## Work required:
Return every entry exactly as written.

*** Opening Source material ***

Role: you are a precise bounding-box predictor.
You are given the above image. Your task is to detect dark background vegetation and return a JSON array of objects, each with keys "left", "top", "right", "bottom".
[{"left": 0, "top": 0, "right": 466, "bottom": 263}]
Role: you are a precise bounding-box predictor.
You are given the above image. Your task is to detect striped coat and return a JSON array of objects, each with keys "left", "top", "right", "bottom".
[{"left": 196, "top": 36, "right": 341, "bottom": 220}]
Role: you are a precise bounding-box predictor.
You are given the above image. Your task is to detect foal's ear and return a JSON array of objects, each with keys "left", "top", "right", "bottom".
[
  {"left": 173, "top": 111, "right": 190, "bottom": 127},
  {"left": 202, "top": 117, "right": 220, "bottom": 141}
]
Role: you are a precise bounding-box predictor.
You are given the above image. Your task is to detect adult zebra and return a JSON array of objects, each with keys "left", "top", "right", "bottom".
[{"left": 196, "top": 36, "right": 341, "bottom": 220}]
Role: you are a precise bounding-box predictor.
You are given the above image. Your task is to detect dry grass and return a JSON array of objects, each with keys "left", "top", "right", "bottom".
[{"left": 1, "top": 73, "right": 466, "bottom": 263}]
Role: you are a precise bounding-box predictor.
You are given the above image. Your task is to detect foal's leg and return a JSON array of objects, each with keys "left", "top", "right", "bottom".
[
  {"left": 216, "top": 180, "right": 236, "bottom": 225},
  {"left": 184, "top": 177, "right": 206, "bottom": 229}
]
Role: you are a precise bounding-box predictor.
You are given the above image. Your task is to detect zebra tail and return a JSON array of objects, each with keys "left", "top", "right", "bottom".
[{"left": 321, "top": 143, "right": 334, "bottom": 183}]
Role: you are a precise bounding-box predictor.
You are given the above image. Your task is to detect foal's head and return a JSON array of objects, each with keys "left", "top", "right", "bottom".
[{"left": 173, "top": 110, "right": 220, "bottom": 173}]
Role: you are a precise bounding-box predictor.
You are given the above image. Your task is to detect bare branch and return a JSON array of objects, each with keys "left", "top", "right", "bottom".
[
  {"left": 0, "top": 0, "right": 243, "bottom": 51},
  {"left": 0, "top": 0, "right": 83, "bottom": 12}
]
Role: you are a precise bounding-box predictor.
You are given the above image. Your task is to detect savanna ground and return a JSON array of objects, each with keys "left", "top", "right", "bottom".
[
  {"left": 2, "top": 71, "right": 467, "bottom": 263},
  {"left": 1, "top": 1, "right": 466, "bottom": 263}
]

*** Closing Source material ***

## Your response:
Role: you are a precise bounding-box predictor.
You are given the above image. Your task is to detect dark background vegetation and return a JSON array of objects, each with keys "left", "top", "right", "bottom".
[{"left": 0, "top": 0, "right": 466, "bottom": 263}]
Role: you are a precise bounding-box predictor.
You are given the above image. Your task is to detect striped coat and return a JSON array of objects, each with keys "left", "top", "right", "bottom".
[{"left": 196, "top": 36, "right": 341, "bottom": 220}]
Role: you are a precise bounding-box predictor.
You are given the above image. Your task is to detect foal's ear and return a JSON array of objects, each with keys "left", "top", "right", "bottom".
[
  {"left": 173, "top": 111, "right": 190, "bottom": 127},
  {"left": 202, "top": 117, "right": 220, "bottom": 141}
]
Role: you are a precise bounding-box predictor.
You are given the above image. Your task is to detect adult zebra and return a JSON array of objects, each with keys "left", "top", "right", "bottom".
[{"left": 196, "top": 36, "right": 341, "bottom": 220}]
Role: you are a precise bounding-box predictor.
You are given the above image. Your task is to detect dry grass and return a JSON array of objects, each with keys "left", "top", "right", "bottom".
[{"left": 1, "top": 73, "right": 466, "bottom": 263}]
Role: you are a precise bounding-box predictor.
You are given the above image. Your task is to detect foal's leg and return a JSON array of objects, each with keys "left", "top", "right", "bottom".
[
  {"left": 216, "top": 180, "right": 236, "bottom": 225},
  {"left": 184, "top": 177, "right": 206, "bottom": 229}
]
Role: you are a precise bounding-box predictor.
You are given the above image. Your task is to detect zebra tail and return a JSON array of objects, each with keys "left", "top", "right", "bottom".
[{"left": 321, "top": 143, "right": 334, "bottom": 183}]
Role: you are a precise bounding-box predictor.
You are given the above image. Your task is to detect foal's head and return a JSON array of objects, each with keys "left", "top", "right", "bottom".
[{"left": 173, "top": 110, "right": 220, "bottom": 173}]
Role: you are a precise bounding-box predictor.
You are given the above image. Your task is to detect bare branch and return a JSON array of objects, each with keys "left", "top", "right", "bottom".
[
  {"left": 0, "top": 0, "right": 243, "bottom": 51},
  {"left": 0, "top": 0, "right": 83, "bottom": 12}
]
Role: you are a precise bounding-box predictor.
You are given the above image. Your task is to detect savanna ground and return a JSON array of objects, each with keys "left", "top", "right", "bottom".
[
  {"left": 2, "top": 71, "right": 467, "bottom": 263},
  {"left": 1, "top": 1, "right": 466, "bottom": 263}
]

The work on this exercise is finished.